**WRITTEN PROBLEM**
Quote the data below word for word, every line from start to finish.
## START LISTING
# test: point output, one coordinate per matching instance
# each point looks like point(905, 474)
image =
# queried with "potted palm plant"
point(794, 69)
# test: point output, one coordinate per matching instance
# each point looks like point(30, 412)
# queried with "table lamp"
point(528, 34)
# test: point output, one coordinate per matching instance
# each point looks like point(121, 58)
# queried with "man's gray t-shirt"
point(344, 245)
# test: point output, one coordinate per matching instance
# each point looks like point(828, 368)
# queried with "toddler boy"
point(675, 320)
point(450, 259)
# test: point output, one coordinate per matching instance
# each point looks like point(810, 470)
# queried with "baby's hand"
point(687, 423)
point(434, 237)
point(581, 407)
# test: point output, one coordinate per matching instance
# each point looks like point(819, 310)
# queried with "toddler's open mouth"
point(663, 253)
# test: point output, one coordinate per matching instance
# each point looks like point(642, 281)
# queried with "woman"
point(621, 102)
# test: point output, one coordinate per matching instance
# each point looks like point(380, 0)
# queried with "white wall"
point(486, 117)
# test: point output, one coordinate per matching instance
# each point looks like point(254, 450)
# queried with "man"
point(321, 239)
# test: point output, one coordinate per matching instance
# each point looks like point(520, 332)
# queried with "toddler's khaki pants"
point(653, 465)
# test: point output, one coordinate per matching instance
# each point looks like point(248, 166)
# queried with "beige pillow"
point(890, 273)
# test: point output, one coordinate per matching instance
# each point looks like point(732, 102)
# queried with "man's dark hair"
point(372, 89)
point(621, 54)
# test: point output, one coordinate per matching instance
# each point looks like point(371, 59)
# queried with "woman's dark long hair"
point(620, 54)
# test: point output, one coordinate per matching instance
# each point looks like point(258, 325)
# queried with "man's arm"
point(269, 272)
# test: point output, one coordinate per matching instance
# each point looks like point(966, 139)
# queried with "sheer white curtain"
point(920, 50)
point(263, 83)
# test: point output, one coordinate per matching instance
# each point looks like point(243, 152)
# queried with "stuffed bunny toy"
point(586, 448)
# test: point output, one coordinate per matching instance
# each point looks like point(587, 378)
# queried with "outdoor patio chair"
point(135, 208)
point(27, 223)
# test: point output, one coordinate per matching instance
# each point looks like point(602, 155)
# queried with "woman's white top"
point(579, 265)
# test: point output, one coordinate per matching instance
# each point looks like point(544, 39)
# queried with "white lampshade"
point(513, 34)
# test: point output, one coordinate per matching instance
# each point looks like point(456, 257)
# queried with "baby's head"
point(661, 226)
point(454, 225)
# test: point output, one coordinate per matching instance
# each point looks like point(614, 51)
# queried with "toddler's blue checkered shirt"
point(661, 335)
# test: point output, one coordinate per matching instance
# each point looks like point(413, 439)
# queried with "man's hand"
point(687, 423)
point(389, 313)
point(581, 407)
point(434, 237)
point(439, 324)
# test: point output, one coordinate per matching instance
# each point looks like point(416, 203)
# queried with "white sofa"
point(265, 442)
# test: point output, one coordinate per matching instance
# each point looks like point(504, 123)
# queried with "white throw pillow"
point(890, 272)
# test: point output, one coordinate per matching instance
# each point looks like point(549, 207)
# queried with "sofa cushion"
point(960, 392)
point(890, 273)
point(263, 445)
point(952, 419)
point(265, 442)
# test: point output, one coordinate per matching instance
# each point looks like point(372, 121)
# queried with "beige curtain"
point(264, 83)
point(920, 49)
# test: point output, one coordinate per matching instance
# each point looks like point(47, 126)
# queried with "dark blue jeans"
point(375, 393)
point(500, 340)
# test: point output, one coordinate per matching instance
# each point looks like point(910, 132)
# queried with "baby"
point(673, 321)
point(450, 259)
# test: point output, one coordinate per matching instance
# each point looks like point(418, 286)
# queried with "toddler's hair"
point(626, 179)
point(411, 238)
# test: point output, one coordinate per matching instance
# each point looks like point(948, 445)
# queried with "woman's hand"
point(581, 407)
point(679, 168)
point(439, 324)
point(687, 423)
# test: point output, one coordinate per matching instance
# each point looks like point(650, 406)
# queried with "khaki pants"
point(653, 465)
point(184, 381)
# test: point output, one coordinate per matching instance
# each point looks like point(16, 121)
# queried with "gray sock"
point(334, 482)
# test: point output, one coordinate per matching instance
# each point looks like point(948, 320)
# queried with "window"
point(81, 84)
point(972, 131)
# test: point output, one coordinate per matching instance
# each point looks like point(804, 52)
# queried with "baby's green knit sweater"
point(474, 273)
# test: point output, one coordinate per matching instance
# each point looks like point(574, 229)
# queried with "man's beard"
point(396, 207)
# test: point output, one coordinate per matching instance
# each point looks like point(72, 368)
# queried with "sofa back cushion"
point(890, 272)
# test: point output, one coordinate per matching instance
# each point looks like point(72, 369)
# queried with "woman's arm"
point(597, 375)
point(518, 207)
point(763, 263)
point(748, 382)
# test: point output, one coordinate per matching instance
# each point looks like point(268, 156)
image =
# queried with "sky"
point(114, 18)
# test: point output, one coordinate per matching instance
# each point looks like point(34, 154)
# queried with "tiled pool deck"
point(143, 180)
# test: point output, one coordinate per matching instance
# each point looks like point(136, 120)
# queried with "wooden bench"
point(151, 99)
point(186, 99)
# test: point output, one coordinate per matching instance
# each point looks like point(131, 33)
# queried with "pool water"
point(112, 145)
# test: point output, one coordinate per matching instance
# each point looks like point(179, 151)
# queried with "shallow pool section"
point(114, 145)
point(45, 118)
## END LISTING
**SOLUTION FOR THIS PROBLEM**
# test: point output, one coordinate per matching instance
# each point looks like point(905, 474)
image =
# queried with "potted palm plant"
point(794, 69)
# test: point output, one coordinate per matching instance
# each point looks like point(30, 412)
# queried with "table lamp"
point(528, 34)
# test: point output, one coordinate per matching instance
# each point looks like point(121, 58)
# queried with "man's gray t-shirt"
point(344, 245)
# test: point output, one coordinate per matching instance
# each point looks like point(828, 368)
# queried with "toddler boy"
point(675, 320)
point(450, 259)
# test: point output, one coordinate per matching instance
# each point looks like point(810, 470)
# queried with "baby's hand"
point(687, 423)
point(434, 237)
point(581, 407)
# test: point output, one coordinate per matching instance
# each point looks like point(819, 310)
# queried with "toddler's open mouth"
point(663, 253)
# test: point output, one coordinate per matching instance
# each point looks like point(642, 281)
# queried with "woman"
point(621, 102)
# test: point output, one coordinate per matching instance
# each point looks like point(380, 0)
# queried with "white wall"
point(486, 117)
# test: point output, one coordinate per matching instance
# each point looks like point(254, 450)
# queried with "man"
point(321, 239)
# test: point output, one coordinate per matching instance
# each point looks like point(520, 332)
# queried with "toddler's khaki pants"
point(653, 465)
# test: point output, one coordinate per matching instance
# each point looks like point(248, 166)
# queried with "beige pillow"
point(890, 273)
# test: point output, one coordinate per matching instance
# each point looks like point(732, 102)
# queried with "man's dark hair"
point(372, 89)
point(621, 54)
# test: point output, one coordinate per matching instance
# each point looks like point(371, 59)
# queried with "woman's dark long hair"
point(620, 54)
# test: point output, one coordinate per matching instance
# each point looks like point(258, 325)
# queried with "man's arm"
point(269, 272)
# test: point output, one coordinate per matching instance
# each point looks like point(966, 139)
# queried with "sheer white curtain"
point(920, 50)
point(263, 83)
# test: point output, one coordinate per matching instance
# each point looks like point(243, 152)
# queried with "stuffed bunny toy"
point(586, 448)
# test: point output, one coordinate per matching instance
# each point looks like point(587, 378)
# queried with "outdoor patio chair"
point(135, 208)
point(27, 223)
# test: point output, one coordinate per matching instance
# each point looks like point(602, 155)
# queried with "woman's white top"
point(579, 265)
# test: point output, one coordinate per matching instance
# each point looks like point(544, 39)
# queried with "white lampshade"
point(513, 34)
# test: point output, one coordinate per matching instance
# each point looks like point(456, 257)
# queried with "baby's head"
point(661, 226)
point(454, 225)
# test: point output, one coordinate per matching instance
# each point looks like point(614, 51)
# queried with "toddler's blue checkered shirt"
point(661, 335)
# test: point output, one coordinate per matching instance
# each point looks like point(413, 439)
# queried with "man's hand"
point(687, 423)
point(389, 313)
point(581, 407)
point(434, 237)
point(439, 324)
# test: point output, one coordinate per matching instance
# each point looks like point(416, 203)
# queried with "white sofa"
point(265, 442)
# test: point output, one coordinate per matching instance
# each point looks like point(504, 123)
# queried with "white throw pillow"
point(890, 272)
# test: point output, one coordinate per matching instance
# each point looks like point(549, 207)
# queried with "sofa cushion"
point(960, 392)
point(890, 273)
point(263, 445)
point(952, 419)
point(265, 442)
# test: point output, one coordinate per matching instance
# each point looks like point(372, 121)
# queried with "beige curtain"
point(264, 83)
point(920, 49)
# test: point output, one coordinate per matching instance
# each point looks like point(47, 126)
# queried with "dark blue jeans"
point(375, 393)
point(500, 340)
# test: point output, one coordinate per matching instance
# each point looks like point(910, 132)
# queried with "baby"
point(673, 321)
point(450, 259)
# test: point output, one coordinate per matching instance
# each point looks like point(418, 286)
# queried with "toddler's hair"
point(626, 179)
point(411, 238)
# test: point output, one coordinate per matching instance
# each point looks like point(948, 445)
# queried with "woman's hand"
point(581, 407)
point(679, 168)
point(439, 324)
point(687, 423)
# test: point output, one coordinate per matching instance
# each point looks like point(650, 406)
# queried with "khaki pants"
point(653, 465)
point(184, 381)
# test: point output, one coordinate per matching instance
# each point looks like point(16, 121)
# queried with "gray sock"
point(334, 482)
# test: point output, one coordinate per matching instance
# each point looks like point(948, 320)
# queried with "window"
point(81, 84)
point(972, 131)
# test: point output, one coordinate per matching instance
# each point looks like point(804, 52)
# queried with "baby's green knit sweater"
point(474, 273)
# test: point output, one coordinate per matching instance
# each point looks like point(574, 229)
# queried with "man's beard"
point(396, 207)
# test: point output, one coordinate per matching instance
# each point looks like point(72, 368)
# queried with "sofa back cushion"
point(890, 272)
# test: point output, one coordinate per matching instance
# each point looks like point(72, 369)
# queried with "woman's arm"
point(597, 375)
point(518, 207)
point(763, 263)
point(748, 382)
# test: point output, one coordinate per matching instance
# each point looks like point(268, 156)
image =
# queried with "sky"
point(114, 18)
# test: point output, one coordinate per matching instance
# each point looks like point(34, 154)
# queried with "tiled pool deck"
point(143, 180)
# test: point output, one coordinate per matching instance
# each point looks like point(136, 120)
# queried with "wooden bench"
point(151, 99)
point(186, 99)
# test: point output, one coordinate per matching instance
# each point looks like point(131, 33)
# queried with "pool water"
point(112, 145)
# test: point output, one coordinate per matching instance
# each point looks like point(179, 151)
# queried with "shallow pool section"
point(114, 145)
point(45, 118)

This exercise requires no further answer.